§ **Testo dato**
--*--

CORTE DI CASSAZIONE – Ordinanza 29 marzo 2021, n. 8688

Tributi – Cartella di pagamento – Omessa preventiva comunicazione di avviso bonario – Irrilevanza

Fatti di Causa

La vicenda giudiziaria trae origine dalla emissione della cartella esattoriale n.04320110005787552, a seguito della iscrizione a ruolo delle somme dovute a seguito del controllo automatizzato sui dati espositi nel modello Unico 2007 da D.P.

Avverso la predetta cartella proponeva ricorso l’intimato deducendo l’inesistenza della notifica, nullità per mancato invio dell’avviso bonario.

La Commissione tributaria provinciale di Foggia, dichiarava il difetto di giurisdizione per i crediti Inps, mentre rigettava il ricorso in relazione alle pretese fiscali contenute nella cartella.

La Commissione tributaria Regionale di Bari, a seguito dell’appello del contribuente, confermava la sentenza di primo grado.

Propone ricorso in Cassazione il contribuente D.P., che si affidava a 4 motivi così sintetizzabili:

i) Violazione e/o falsa applicazione degli artt. 18, 19, e 59 Dlgs n.542/92, art. 115 e 112 cpc in relazione all’art 360 comma 1 n.3, 4 e 5.

--*--

[Dati raccolti]
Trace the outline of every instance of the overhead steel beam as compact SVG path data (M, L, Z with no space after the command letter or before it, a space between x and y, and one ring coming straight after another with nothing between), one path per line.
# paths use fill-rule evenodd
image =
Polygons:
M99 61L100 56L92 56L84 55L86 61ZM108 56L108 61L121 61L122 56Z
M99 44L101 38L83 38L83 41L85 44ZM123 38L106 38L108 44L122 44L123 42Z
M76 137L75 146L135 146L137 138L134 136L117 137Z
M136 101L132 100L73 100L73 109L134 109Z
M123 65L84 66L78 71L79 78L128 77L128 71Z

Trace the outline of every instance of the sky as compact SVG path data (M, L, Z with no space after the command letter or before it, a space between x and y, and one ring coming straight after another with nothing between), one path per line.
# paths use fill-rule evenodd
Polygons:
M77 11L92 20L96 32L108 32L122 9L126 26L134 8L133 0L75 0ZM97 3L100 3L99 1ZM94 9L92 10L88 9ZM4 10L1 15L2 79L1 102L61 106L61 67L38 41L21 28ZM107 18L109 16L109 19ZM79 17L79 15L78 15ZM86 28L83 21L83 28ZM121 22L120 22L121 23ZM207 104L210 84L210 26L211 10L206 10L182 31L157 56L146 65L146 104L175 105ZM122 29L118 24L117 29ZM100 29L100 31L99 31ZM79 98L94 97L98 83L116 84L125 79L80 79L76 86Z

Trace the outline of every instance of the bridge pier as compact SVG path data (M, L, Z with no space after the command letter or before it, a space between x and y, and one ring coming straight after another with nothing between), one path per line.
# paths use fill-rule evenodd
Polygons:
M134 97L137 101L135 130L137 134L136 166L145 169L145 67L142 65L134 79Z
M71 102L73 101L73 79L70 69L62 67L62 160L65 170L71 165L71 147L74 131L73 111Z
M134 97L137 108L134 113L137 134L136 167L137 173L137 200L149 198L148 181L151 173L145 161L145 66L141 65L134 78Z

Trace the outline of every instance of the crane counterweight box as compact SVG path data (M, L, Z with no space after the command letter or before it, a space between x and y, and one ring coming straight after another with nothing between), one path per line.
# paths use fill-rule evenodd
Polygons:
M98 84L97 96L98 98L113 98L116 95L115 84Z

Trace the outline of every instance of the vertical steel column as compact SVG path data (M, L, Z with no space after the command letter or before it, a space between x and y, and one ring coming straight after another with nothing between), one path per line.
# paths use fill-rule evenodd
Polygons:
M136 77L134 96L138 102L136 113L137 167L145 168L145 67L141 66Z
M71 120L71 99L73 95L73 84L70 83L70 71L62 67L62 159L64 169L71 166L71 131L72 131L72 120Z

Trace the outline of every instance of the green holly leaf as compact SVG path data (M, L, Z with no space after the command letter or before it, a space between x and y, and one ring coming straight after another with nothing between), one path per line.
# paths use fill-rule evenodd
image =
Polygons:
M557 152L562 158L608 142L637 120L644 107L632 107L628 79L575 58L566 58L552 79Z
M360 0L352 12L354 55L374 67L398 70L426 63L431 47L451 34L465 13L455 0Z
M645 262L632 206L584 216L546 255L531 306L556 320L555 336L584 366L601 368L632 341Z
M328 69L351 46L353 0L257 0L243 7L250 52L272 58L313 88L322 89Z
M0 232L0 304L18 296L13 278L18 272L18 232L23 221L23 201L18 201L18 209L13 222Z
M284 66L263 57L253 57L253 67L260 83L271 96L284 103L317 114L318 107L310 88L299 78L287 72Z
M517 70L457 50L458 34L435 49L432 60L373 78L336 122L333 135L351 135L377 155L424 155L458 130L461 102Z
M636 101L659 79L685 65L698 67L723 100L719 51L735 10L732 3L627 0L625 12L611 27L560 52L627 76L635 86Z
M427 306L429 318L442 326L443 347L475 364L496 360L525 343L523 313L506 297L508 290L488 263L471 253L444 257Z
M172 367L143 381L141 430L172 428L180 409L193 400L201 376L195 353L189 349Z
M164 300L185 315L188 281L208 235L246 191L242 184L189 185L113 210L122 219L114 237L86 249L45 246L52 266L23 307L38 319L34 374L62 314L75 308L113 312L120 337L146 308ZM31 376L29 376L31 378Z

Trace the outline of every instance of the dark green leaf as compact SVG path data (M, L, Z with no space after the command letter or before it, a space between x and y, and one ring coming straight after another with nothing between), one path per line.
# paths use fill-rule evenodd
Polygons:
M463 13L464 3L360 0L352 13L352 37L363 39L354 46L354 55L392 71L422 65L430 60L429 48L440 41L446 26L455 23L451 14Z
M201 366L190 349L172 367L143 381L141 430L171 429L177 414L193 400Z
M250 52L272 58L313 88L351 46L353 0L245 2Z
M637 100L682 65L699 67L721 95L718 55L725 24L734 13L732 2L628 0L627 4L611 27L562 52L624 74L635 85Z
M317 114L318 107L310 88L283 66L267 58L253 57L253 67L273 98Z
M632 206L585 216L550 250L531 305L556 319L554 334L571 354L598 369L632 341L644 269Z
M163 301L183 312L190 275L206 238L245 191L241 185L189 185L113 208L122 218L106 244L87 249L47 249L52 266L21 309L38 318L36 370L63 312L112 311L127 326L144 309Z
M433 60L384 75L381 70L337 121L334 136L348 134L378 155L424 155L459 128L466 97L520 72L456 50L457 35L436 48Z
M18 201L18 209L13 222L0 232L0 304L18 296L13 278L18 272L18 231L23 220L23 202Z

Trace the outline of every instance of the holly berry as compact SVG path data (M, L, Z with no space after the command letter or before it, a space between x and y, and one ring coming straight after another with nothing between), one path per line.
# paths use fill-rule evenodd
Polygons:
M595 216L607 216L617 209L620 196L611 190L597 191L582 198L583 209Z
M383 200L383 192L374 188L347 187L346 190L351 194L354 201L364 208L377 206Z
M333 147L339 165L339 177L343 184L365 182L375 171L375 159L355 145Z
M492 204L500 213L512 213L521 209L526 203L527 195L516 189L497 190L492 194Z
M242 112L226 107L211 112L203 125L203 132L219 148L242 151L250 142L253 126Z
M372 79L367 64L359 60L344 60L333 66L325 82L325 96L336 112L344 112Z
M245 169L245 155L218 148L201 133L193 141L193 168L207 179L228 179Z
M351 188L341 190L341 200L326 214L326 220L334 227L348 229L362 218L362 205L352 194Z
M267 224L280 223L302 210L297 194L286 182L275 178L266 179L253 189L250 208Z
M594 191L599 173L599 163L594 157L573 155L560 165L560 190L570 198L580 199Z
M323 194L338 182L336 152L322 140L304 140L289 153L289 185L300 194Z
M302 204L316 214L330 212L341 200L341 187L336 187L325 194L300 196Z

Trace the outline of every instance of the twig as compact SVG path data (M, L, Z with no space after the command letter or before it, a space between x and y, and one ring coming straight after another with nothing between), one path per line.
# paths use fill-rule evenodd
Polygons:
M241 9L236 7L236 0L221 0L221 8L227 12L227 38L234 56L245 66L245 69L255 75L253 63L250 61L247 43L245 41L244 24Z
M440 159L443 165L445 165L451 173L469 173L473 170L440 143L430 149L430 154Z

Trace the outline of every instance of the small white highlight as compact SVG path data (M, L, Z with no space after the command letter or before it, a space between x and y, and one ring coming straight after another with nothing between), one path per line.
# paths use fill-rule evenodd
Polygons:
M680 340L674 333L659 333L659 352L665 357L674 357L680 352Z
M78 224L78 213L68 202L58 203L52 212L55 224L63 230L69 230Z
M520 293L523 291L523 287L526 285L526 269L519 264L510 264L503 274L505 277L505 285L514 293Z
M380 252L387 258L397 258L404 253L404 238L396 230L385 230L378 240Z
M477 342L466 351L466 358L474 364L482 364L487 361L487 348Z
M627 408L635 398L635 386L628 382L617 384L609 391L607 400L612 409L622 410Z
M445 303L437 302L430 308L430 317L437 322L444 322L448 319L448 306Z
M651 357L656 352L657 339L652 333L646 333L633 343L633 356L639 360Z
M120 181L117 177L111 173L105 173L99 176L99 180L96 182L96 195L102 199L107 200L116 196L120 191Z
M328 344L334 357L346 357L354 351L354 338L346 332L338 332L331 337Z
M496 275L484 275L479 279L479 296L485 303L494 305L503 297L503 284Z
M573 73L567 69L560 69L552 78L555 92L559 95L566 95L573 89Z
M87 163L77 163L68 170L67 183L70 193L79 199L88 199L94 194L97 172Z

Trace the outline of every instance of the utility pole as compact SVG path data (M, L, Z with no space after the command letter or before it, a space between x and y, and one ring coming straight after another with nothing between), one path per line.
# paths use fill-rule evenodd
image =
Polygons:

--*--

Per favore, spiega in una o due frasi da che cosa deriva, secondo l'ordinanza sulla cartella di pagamento, l'emissione della cartella esattoriale da cui ha origine la vicenda giudiziaria.

§ **Esercizio svolto**
La cartella esattoriale fu emessa a seguito dell'iscrizione a ruolo delle somme dovute. Queste somme risultavano dal controllo automatizzato sui dati del modello Unico 2007 di D.P.